Job 1:
Reproduce the passage about GaN microLEDs below word for word, in full.

Excerpt provided:

▬▬▬▬▬▬

GaN LEDs are commonly used in artificial light sources due to their efficiency, spanning room-scale lighting to microLEDs for displays. This is mainly driven by their quantum efficiency: the proportion of electrons converted into photons. However, GaN LEDs have more recently been considered for data transmission, in which modulation speed becomes a key metric. Most LED structures are limited in their response time, as the carrier lifetime of the electrons and holes tends to be relatively long. Some microLEDs provide for high-speed operation with a relatively small penalty in efficiency. In some embodiments the microLEDs comprise: a p type GaN layer; an n type GaN layer; and a plurality of alternating quantum well layers and barrier layers between the type GaN layer and the n type GaN layer, with the quantum well layers being undoped and with the barrier layers being doped. In some embodiments some of the barriers are doped and some of the barriers not doped. In some embodiments, barriers closer to an n side of the active region of the LED are doped, and barriers closer to a p side of the active region of the LED are not doped. In some embodiments only a central portion of each barrier layer is doped. In some embodiments the doping in the barrier layers is p doping. In some embodiments the doping concentration for the doping in the barrier layers is at least 1019/cm3. In some embodiments the doping concentration for the doping in the barrier layers is at least 1020/cm3. In some embodiments the doping in the barrier layers is with Mg. In some embodiments the p type GaN layer is doped with Mg. In some embodiments the n type GaN layer is doped with Si. In some embodiments, these microLEDs can provide transmit speeds of several GHz, greater than the typical clock speed of current logic, and so can directly interface with a memory bus. These LEDs therefore provide the transmitter of the optical system. In contrast to the lasers typically used for optical telecommunication, LEDs are incoherent sources. While this restricts the length of the interconnect due to the fundamentally spatially multimode output, it removes a need to drive the device above a lasing threshold, offering very low power operation.

▬▬▬▬▬▬

Given information:

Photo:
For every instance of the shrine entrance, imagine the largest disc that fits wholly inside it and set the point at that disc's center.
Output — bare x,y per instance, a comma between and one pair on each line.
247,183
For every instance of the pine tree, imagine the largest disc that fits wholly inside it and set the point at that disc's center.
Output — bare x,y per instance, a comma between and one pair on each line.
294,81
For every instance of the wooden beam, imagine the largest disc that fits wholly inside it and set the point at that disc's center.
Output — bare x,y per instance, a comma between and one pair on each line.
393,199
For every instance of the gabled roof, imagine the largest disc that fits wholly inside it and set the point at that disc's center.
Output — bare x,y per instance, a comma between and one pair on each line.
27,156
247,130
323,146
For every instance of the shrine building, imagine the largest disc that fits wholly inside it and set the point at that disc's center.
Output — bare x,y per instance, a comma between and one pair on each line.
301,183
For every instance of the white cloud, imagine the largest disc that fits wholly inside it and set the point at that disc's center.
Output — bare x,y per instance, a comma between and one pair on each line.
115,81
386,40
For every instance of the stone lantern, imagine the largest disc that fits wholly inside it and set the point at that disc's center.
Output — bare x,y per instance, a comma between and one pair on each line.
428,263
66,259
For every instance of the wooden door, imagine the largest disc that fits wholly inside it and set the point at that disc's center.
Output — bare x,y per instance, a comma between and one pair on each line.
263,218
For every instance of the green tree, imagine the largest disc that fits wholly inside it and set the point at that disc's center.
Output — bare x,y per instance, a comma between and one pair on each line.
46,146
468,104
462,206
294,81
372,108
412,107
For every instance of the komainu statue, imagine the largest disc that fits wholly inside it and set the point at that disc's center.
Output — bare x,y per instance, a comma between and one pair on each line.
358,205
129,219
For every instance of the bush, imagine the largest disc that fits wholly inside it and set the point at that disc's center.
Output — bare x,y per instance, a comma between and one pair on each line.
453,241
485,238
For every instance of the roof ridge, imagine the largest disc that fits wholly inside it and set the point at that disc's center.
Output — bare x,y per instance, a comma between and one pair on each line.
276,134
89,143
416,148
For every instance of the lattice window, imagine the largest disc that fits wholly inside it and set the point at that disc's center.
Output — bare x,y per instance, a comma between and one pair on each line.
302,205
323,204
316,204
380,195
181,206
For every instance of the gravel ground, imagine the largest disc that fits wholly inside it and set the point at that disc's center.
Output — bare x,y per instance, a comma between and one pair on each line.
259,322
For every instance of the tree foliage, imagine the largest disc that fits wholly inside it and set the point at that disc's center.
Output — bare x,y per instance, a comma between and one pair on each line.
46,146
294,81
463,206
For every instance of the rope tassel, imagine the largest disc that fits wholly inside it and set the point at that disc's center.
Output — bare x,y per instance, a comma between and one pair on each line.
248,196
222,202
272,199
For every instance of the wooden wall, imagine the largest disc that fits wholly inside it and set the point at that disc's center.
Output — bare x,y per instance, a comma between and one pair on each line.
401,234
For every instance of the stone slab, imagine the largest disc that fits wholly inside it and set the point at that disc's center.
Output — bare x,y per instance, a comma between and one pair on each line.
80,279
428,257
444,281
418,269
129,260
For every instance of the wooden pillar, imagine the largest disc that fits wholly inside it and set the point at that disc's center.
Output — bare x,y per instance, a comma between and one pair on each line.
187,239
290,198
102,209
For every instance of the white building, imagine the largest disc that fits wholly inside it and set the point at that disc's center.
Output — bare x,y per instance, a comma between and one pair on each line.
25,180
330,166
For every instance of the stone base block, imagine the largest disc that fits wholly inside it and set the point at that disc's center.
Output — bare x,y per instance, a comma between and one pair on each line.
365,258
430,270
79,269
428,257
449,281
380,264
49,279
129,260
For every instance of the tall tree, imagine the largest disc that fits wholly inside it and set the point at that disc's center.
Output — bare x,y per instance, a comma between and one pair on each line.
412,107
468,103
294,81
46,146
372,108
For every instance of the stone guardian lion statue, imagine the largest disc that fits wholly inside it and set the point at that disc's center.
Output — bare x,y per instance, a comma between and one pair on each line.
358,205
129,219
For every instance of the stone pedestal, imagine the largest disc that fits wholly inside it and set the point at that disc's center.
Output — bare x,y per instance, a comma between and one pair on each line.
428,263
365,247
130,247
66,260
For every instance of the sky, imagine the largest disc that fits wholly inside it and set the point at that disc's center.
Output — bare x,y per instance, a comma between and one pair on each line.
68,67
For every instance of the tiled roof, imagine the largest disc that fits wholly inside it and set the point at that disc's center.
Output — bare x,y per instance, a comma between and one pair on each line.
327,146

▬▬▬▬▬▬

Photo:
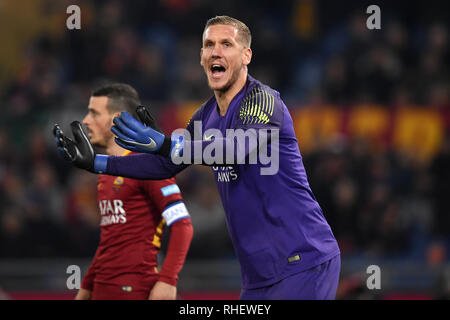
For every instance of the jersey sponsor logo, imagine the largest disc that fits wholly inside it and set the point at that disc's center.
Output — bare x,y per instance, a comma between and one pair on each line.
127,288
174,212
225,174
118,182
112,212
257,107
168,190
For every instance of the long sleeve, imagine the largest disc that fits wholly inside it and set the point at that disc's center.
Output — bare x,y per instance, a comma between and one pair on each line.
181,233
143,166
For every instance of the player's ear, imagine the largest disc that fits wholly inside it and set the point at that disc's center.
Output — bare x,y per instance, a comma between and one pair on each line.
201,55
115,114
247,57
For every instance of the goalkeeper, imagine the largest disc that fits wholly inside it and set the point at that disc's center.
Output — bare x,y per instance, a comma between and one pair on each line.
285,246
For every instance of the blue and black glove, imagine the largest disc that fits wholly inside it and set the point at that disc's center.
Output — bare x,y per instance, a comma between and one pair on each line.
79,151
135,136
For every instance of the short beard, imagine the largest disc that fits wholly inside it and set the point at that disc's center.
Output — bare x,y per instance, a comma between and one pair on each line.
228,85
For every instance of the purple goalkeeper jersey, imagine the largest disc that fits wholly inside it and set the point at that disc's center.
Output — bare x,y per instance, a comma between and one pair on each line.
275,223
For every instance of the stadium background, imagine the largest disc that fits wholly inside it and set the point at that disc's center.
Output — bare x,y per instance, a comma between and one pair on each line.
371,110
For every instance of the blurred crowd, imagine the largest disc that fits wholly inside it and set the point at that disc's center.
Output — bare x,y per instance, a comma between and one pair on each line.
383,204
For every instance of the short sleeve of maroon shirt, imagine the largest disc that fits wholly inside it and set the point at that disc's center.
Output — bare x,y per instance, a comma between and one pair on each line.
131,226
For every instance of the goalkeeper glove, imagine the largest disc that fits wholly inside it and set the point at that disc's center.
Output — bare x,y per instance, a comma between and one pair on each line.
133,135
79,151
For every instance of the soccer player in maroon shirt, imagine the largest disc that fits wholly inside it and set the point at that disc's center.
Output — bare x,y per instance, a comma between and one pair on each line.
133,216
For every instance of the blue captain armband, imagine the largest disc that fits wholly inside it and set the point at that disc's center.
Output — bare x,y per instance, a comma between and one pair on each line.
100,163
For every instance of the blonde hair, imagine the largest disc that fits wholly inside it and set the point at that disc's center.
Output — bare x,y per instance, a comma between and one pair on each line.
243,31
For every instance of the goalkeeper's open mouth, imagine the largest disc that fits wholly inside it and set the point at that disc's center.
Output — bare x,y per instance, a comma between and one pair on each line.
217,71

▬▬▬▬▬▬

Job 2:
Report each line in the entries above that contains the word "glove".

Task response 1:
GaN LEDs are commonly used in artificial light sources due to their efficiency, spanning room-scale lighting to microLEDs for displays. This is mainly driven by their quantum efficiency: the proportion of electrons converted into photons. However, GaN LEDs have more recently been considered for data transmission, in which modulation speed becomes a key metric. Most LED structures are limited in their response time, as the carrier lifetime of the electrons and holes tends to be relatively long. Some microLEDs provide for high-speed operation with a relatively small penalty in efficiency. In some embodiments the microLEDs comprise: a p type GaN layer; an n type GaN layer; and a plurality of alternating quantum well layers and barrier layers between the type GaN layer and the n type GaN layer, with the quantum well layers being undoped and with the barrier layers being doped. In some embodiments some of the barriers are doped and some of the barriers not doped. In some embodiments, barriers closer to an n side of the active region of the LED are doped, and barriers closer to a p side of the active region of the LED are not doped. In some embodiments only a central portion of each barrier layer is doped. In some embodiments the doping in the barrier layers is p doping. In some embodiments the doping concentration for the doping in the barrier layers is at least 1019/cm3. In some embodiments the doping concentration for the doping in the barrier layers is at least 1020/cm3. In some embodiments the doping in the barrier layers is with Mg. In some embodiments the p type GaN layer is doped with Mg. In some embodiments the n type GaN layer is doped with Si. In some embodiments, these microLEDs can provide transmit speeds of several GHz, greater than the typical clock speed of current logic, and so can directly interface with a memory bus. These LEDs therefore provide the transmitter of the optical system. In contrast to the lasers typically used for optical telecommunication, LEDs are incoherent sources. While this restricts the length of the interconnect due to the fundamentally spatially multimode output, it removes a need to drive the device above a lasing threshold, offering very low power operation.

Task response 2:
For every instance of the blue and black glove, imagine the largest disc that fits wholly inside it and set the point at that disc's center.
For every instance of the goalkeeper glove, imagine the largest disc that fits wholly inside it and set the point at that disc's center.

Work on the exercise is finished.